-- BEGIN MATERIAL PROVIDED --
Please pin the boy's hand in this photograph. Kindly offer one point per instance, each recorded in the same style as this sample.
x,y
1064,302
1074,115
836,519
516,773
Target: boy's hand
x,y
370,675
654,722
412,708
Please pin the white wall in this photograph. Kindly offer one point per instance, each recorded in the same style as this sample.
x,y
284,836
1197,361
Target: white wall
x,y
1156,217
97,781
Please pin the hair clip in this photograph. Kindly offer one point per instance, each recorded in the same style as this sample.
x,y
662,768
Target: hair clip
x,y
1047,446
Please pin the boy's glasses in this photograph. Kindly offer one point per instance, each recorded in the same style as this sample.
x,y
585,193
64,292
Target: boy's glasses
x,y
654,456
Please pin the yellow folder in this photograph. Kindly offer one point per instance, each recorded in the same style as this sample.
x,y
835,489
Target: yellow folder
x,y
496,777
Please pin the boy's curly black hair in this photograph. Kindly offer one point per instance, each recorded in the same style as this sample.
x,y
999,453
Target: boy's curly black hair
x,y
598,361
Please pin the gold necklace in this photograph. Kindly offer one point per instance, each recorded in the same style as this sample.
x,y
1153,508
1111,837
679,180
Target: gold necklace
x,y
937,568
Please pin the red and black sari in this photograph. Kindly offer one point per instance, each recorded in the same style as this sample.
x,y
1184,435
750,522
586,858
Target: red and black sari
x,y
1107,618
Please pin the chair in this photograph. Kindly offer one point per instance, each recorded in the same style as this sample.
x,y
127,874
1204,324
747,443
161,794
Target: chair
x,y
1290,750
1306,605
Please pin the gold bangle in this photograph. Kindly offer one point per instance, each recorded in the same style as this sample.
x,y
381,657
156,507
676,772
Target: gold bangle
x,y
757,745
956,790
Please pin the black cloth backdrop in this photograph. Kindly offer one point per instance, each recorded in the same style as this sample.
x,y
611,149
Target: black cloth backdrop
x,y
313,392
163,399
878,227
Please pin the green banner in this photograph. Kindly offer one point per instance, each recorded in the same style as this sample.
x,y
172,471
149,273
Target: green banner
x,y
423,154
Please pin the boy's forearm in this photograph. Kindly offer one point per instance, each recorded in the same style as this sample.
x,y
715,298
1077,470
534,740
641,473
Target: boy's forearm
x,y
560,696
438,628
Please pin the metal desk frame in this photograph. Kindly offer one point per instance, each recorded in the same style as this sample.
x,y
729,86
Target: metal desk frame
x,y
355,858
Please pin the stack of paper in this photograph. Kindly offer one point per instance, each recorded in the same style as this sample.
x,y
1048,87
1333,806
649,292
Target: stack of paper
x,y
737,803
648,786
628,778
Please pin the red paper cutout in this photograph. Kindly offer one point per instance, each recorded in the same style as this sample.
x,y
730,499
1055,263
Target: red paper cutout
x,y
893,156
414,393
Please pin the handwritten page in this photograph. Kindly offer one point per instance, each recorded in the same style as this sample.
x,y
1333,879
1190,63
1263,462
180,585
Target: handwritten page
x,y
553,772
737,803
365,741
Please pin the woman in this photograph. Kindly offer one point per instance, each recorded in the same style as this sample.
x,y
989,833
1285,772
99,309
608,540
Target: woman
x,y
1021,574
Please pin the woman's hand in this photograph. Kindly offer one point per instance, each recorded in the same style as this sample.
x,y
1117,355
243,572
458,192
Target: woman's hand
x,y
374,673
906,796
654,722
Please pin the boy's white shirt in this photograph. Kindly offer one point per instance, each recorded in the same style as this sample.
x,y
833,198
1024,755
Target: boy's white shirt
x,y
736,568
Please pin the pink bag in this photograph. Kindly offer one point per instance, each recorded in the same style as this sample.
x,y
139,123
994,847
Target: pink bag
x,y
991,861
-- END MATERIAL PROVIDED --
TASK REQUIREMENTS — Reproduce the records in full, exactly as written.

IN RESPONSE —
Please pin the boy's hand in this photograph. Kindly offer one point per instance, each recorded in the same style as this sample.
x,y
1064,302
1074,115
836,519
516,773
Target: boy's hand
x,y
370,675
654,722
412,708
Please pin the white wall in this photograph. Kindly offer one point per instance, each recorded in the same style as this sample.
x,y
284,836
1197,361
Target: white wall
x,y
1156,217
97,781
Please pin the hair clip in this photograph. Kindly offer one point per instance, each recorded in the same style as this sample.
x,y
662,768
Target: hair clip
x,y
1047,446
Please pin the boy's glasses in this photograph. Kindly offer one point per instance, each recorded in the same style as this sample.
x,y
585,193
64,292
Target: boy's glasses
x,y
654,456
Please pin the yellow folder in this photograph. Kindly offer one point per instance, each recorded in the same style as this sample.
x,y
835,489
Target: yellow folder
x,y
496,777
Please pin the boy's curly black hair in this photograph. Kindly offer one point per instance, each recorded in the same style as this sample.
x,y
999,453
Target: boy's curly black hair
x,y
598,361
Please pin the gold necklace in this photograph. Kindly offer one point per instance, each recorded in the same style as this sample.
x,y
1153,508
1111,837
679,180
Target: gold necklace
x,y
937,568
Please pin the red and black sari in this photograph. Kindly offer one point per instance, each recorded in the same style as this sample.
x,y
1184,435
750,522
586,858
Target: red and black sari
x,y
1107,618
Please pin the chair in this photograph. Kindly offer one point per instance, each recorded in the same style as this sample.
x,y
127,874
1204,324
747,443
161,794
Target: chair
x,y
1290,750
1306,605
Please pin the gold bangle in this photograph. Kindly offer one point per instance, each recorded in the same style as this sample.
x,y
381,657
156,507
676,772
Target: gold bangle
x,y
757,745
956,790
Please pin the black cloth backdrop in this photograph. Kindly offer one point per instance, each recorded in the same style as this sample.
x,y
611,149
Target: black cloth backdrop
x,y
313,392
163,399
878,227
Please pin the green banner in this photograph. Kindly offer one point per instance, each recorded in the same style as this sample.
x,y
172,471
149,273
Target: green banner
x,y
423,154
Please pin the boy's forearm in this photograph. Kindly offer one point per instance, each recorded in the same style as this sample.
x,y
715,298
1077,470
534,740
641,473
Target: boy's forearm
x,y
560,696
438,628
Please pin the metal desk frame in this photograph. Kindly offer one point per instance, each recorded in the same style as this sample.
x,y
729,86
Target: metal desk frame
x,y
355,858
Please pin the stack of paper in this photograph. Kindly offer one point per instance, each recorded in the same style as this sample.
x,y
1048,87
1333,806
649,292
Target: stack of paper
x,y
737,803
648,786
628,778
Please pin the red paper cutout in this photograph. Kindly offer one point per instance, each recorded in the same style as this sample.
x,y
730,499
1055,263
Target: red paper cutout
x,y
893,156
414,393
Please pin the handwritten page in this photograph. Kindly offer one point per instance, each recorded in the same style as this sample.
x,y
1333,879
1190,63
1263,462
180,585
Target: handwritten page
x,y
553,772
737,803
365,741
Please pin the woman in this photograph. Kindly offer one point per instance, each recorded in the same style as this sample.
x,y
989,833
1285,772
99,309
608,540
Target: woman
x,y
1021,574
Please pin the woman's hand in this photograph. Kindly offer one point per instance, each recorded in the same style as this sample.
x,y
1117,355
243,572
458,192
Target: woman's hand
x,y
374,673
906,796
654,722
Please pin the boy's white shirt in this photograph. Kindly offer one point per instance, each recorded in the same style as this sample.
x,y
833,198
1024,755
Target: boy's white shirt
x,y
736,568
Please pin the pink bag in this photograph. Kindly offer one point per instance, each recorded in the same style as this sample.
x,y
139,123
994,847
Target: pink bag
x,y
991,861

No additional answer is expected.